## Task to complete
Rewrite the lines from the one holding "Point out the miniature" through the one holding "x=404, y=814", inclusive, substituting "porcelain" for "ceramic" and changing nothing else.

(Records from a data collection)
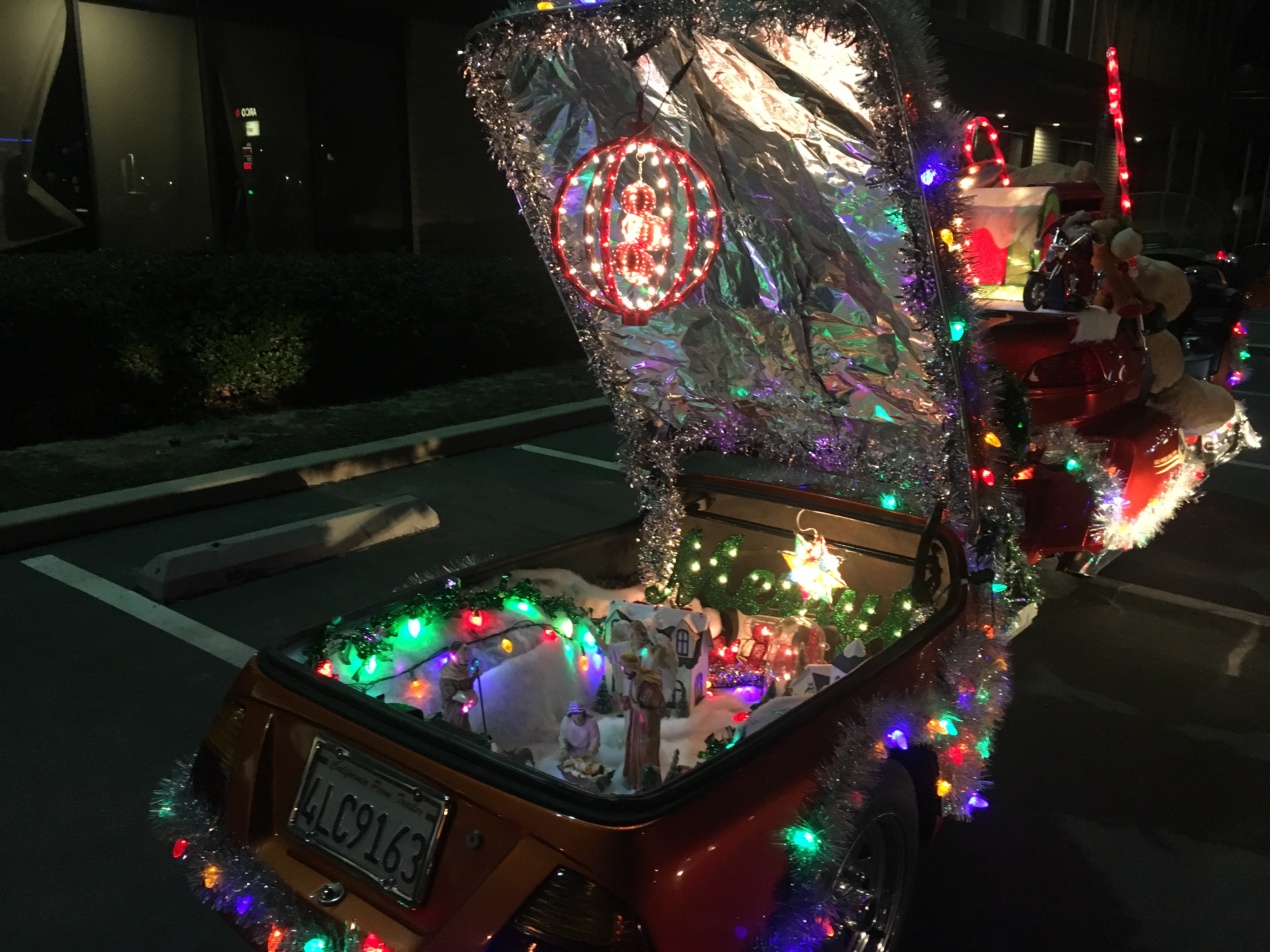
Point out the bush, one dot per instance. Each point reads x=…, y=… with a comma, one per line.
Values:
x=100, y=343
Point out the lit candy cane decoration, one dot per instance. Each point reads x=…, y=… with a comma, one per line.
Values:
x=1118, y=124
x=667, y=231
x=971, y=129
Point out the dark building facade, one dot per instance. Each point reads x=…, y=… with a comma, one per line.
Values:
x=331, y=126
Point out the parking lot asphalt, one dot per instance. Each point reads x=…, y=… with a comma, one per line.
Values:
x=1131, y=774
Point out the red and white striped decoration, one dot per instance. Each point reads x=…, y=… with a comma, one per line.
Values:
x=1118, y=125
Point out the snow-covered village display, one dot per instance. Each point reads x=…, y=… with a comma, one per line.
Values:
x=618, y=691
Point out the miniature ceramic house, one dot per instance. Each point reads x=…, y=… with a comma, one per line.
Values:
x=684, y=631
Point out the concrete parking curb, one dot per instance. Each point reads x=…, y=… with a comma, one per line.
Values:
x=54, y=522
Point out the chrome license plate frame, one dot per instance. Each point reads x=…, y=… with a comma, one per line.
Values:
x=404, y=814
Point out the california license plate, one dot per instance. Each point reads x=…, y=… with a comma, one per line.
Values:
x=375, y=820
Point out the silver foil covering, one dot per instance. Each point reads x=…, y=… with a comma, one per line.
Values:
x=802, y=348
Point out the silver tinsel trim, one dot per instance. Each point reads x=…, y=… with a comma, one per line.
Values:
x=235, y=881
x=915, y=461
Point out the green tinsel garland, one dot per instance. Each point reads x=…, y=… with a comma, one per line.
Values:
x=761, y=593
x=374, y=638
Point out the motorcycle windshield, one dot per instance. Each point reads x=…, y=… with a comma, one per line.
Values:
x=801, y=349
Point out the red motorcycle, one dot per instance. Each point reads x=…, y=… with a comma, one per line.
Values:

* * *

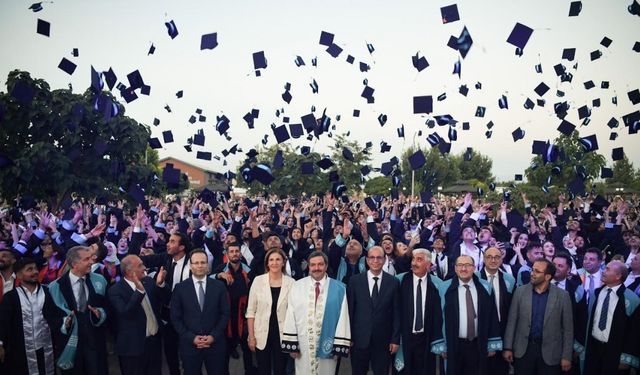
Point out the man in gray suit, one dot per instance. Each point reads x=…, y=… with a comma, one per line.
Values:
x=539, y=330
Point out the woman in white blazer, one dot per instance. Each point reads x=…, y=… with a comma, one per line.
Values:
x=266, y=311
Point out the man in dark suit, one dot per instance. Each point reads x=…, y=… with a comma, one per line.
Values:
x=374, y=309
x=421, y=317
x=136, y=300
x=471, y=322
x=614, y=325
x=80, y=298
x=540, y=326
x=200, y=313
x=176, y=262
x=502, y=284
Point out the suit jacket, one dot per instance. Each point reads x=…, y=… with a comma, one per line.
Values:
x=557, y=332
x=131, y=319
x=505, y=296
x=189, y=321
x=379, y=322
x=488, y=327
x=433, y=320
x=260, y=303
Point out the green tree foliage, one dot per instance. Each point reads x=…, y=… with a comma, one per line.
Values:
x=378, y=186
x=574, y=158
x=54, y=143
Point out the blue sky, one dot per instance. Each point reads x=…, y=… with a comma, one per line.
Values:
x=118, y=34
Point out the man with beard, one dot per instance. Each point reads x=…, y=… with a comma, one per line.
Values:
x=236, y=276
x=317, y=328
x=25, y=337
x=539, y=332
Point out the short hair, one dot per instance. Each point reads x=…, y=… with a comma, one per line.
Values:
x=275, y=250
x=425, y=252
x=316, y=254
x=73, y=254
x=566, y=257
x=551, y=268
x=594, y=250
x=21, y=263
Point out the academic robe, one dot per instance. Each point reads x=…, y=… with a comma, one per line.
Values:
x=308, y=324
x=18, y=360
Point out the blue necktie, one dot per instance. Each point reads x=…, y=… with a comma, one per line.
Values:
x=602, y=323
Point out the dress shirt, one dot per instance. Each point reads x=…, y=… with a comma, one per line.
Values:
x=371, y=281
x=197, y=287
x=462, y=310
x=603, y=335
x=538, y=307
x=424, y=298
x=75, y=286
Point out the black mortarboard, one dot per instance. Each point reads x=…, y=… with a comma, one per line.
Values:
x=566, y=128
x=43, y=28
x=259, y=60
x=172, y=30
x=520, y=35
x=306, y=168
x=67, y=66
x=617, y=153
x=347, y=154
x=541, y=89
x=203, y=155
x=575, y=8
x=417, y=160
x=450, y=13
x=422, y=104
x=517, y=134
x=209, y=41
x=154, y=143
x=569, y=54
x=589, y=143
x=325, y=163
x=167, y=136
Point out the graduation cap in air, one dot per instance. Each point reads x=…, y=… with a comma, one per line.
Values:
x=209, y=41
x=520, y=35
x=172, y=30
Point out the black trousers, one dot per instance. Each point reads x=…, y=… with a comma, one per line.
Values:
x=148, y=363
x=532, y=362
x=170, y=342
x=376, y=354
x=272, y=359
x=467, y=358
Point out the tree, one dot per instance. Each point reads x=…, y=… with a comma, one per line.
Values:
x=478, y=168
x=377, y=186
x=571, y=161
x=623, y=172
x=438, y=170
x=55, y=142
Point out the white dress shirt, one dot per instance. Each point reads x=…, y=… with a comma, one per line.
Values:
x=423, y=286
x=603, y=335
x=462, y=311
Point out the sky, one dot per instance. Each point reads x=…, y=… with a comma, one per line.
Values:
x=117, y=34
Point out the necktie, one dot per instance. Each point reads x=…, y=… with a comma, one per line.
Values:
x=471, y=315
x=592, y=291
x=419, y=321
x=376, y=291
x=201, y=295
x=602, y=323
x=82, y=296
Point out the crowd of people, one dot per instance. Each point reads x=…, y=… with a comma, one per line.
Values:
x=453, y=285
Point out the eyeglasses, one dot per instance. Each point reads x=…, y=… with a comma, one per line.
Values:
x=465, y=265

## Output of the task
Point out the miniature porcelain house, one dot per instance. Each point reads x=…, y=… with a comma, one per line.
Values:
x=684, y=631
Point out the concrete parking curb, one dot per instance. Each point reads x=…, y=… with a comma, one per line.
Values:
x=54, y=522
Point out the chrome license plate frame, one dot per instance. Each point reads x=…, y=… with a comma, one per line.
Values:
x=404, y=814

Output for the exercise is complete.